● Instructions:
- a) List every organization named in the text about Purdue Pharma and the Oxycontin drug ring.
- b) According to the Purdue Pharma text, in what year was the Los Angeles drug ring busted and its organizers arrested?
- c) Carry on the article about Purdue Pharma's response to The LA Times, picking up after its final sentence.

● Text section:
*** Block opens ***
Stamford’s Purdue Pharma, the company that makes the controversial painkiller Oxycontin, has responded to a damning article in The LA Times that accused Purdue of turning a blind eye to abuse of the powerful opioid.

The Times article centered on a drug ring that was run out of a sham clinic in Los Angeles, where a doctor was prescribing thousands of Oxycontin pills each week. The ring was busted and its organizers arrested in 2011.

The paper laid out evidence that Purdue Pharma was tracking prescription trends across the country, and had strong evidence to suggest that the Lake Medical clinic was a front for criminal activity long before the Drug Enforcement Agency took action.

One of Purdue’s own sales managers raised the alarm, saying she believed the DEA should be contacted about the clinic.

The company was also contacted by local pharmacists who became suspicious. Despite this, claimed the Times, Purdue did not share its evidence with authorities.

In response to the article, Purdue refuted those claims. General Counsel Philip Strassburger said in a statement that the company did pass information about Lake Medical to state and federal law enforcement, and was proud to assist them in prosecuting the drug ring.
*** Block closes ***
● Source data:
*** Block opens ***
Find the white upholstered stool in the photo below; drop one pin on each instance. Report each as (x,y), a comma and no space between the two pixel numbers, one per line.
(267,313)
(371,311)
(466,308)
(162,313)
*** Block closes ***
*** Block opens ***
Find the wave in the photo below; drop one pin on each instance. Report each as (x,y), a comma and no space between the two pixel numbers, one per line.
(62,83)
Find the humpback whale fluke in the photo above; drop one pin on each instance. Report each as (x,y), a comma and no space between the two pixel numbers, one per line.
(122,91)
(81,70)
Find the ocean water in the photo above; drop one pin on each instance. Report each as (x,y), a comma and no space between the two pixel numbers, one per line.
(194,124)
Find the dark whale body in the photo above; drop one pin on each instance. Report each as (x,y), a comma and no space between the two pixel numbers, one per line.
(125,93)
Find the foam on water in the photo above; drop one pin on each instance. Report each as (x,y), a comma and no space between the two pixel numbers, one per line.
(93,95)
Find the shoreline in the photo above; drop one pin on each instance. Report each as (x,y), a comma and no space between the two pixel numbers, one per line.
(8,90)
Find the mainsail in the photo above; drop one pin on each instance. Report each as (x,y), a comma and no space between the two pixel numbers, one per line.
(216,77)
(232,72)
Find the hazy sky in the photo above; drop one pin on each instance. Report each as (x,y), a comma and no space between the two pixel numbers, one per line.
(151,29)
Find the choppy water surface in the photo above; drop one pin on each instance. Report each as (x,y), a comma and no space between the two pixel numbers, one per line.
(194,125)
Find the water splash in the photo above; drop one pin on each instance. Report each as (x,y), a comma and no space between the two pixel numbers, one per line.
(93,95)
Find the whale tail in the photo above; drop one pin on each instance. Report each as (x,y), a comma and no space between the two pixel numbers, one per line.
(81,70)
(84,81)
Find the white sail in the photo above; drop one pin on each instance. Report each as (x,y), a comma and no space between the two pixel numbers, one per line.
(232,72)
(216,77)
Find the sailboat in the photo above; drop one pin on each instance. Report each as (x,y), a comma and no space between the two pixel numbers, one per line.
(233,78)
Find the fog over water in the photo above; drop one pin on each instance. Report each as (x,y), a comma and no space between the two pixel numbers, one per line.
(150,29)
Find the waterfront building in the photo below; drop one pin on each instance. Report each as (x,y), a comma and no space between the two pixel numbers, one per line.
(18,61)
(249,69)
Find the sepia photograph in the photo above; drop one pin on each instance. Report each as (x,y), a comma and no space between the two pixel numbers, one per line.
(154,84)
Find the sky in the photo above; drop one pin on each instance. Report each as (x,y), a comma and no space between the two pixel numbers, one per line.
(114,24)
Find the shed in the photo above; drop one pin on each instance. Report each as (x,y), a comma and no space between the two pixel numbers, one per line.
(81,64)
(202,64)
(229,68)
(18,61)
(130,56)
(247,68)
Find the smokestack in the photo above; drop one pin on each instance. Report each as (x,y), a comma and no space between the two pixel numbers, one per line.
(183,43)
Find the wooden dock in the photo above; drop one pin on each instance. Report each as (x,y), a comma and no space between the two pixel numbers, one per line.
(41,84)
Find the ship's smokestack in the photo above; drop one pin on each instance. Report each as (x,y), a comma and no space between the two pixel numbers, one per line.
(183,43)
*** Block closes ***
● Solved tasks:
- a) Purdue Pharma, The LA Times, the Lake Medical clinic, and the Drug Enforcement Agency (DEA).

- b) 2011.

- c)
Strassburger also touted Purdue's Abuse and Diversion Detection program, which it launched in 2002, and which he said has been praised by law enforcement.

In a further statement provided to WNPR, a company spokesman said, "the LA Times wildly distorts the role that Purdue, a company representing two percent of opioid prescriptions, plays in policing the pharmaceutical supply chain. Contrary to the paper’s implications, we cannot simply order a wholesaler to stop shipping a product. However, we can and have reduced products shipped to a wholesaler if we have concerns about the pharmacy customer."

Figures from the Centers for Disease Control and Prevention show that more than 40 people die every day in the U.S. from overdoses of narcotic painkillers, more than heroin and cocaine combined.